→ Tasks for this exercise:
1. In the jQuery text about turning link text into IDs, why does the asker expect to strip spaces from the link text?
2. Continue the jQuery text about turning link text into IDs, starting after its final line.

Reputation: 95
Say I have an unordered list such as:
<ul class="mylist">
<li><a href="">link 1</a></li>
<li><a href="">link 2</a></li>
</ul>
How would I iterate through this list, taking the link text and making it the ID of itself? (I'm guessing I'd have to remove spaces as well if the link text had them before making it usable as an ID)
I have tried just selecting the link and giving it an ID to get myself started but can't get that alone to work. I tried to give the first link an ID:
$('.mylist > li > a').eq(0).attr('id', 'link1');
Upvotes: 0
Views: 337
Reputation: 18883
You can try something like this.
$('.mylist > li > a').each(function(){
$(this).attr('id', $(this).text().replace(/ /g, ''));
});
Use $.each()
to loop through a
inside .mylist
and set their id's
using .attr()

[Data entries]
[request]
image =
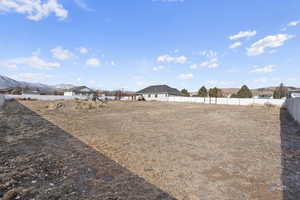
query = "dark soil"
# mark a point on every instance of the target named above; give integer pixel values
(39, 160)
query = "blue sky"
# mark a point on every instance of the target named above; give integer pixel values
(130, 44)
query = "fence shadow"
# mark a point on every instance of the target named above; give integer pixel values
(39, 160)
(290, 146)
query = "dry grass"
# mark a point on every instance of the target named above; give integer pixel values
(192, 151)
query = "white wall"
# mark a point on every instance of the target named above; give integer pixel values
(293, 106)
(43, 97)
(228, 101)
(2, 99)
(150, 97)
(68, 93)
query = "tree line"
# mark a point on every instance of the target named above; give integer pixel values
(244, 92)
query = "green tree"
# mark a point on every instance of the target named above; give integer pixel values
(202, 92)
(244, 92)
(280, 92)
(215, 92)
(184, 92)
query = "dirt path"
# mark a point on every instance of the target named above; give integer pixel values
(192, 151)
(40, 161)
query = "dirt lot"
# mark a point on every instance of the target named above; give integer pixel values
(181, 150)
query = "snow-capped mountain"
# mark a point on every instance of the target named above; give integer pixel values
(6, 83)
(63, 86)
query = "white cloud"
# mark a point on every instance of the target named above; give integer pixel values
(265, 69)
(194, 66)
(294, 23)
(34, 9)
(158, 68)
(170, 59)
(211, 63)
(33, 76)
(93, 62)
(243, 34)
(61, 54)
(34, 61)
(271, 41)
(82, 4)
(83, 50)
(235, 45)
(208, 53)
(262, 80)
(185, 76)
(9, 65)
==
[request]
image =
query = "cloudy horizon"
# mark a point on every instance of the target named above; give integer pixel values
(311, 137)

→ Outputs:
1. The asker expects to strip spaces so that link text containing them becomes usable as an ID.

2.
and make sure all the anchor text must be unique otherwise id's will repeat and results in invalid html.
Upvotes: 2
Reputation: 49
var link1 = $('.mylist li:nth-child(1)').attr('href');
var link2 = $('.mylist li:nth-child(2)').attr('href');
Upvotes: 0
Reputation: 25537
You can do,
$(".mylist li a").each(function() {
$(this).attr("id", $(this).text().replace(/ /g, ''));
});
Loop through each anchor element using $().each
loop, then change its id using attr()
method.
Note that, id should not contains whitespaces in it.
Upvotes: 1
Reputation: 74420
You could set property (which is mapped to attribute in this case) or attribute (use attr
instead of prop
method), see e.g:
$(".mylist li a").prop('id', function(){
return this.innerHTML.trim().replace(/ /g,'');
});
But you need to be sure each anchor text is unique to avoid any duplicate IDs...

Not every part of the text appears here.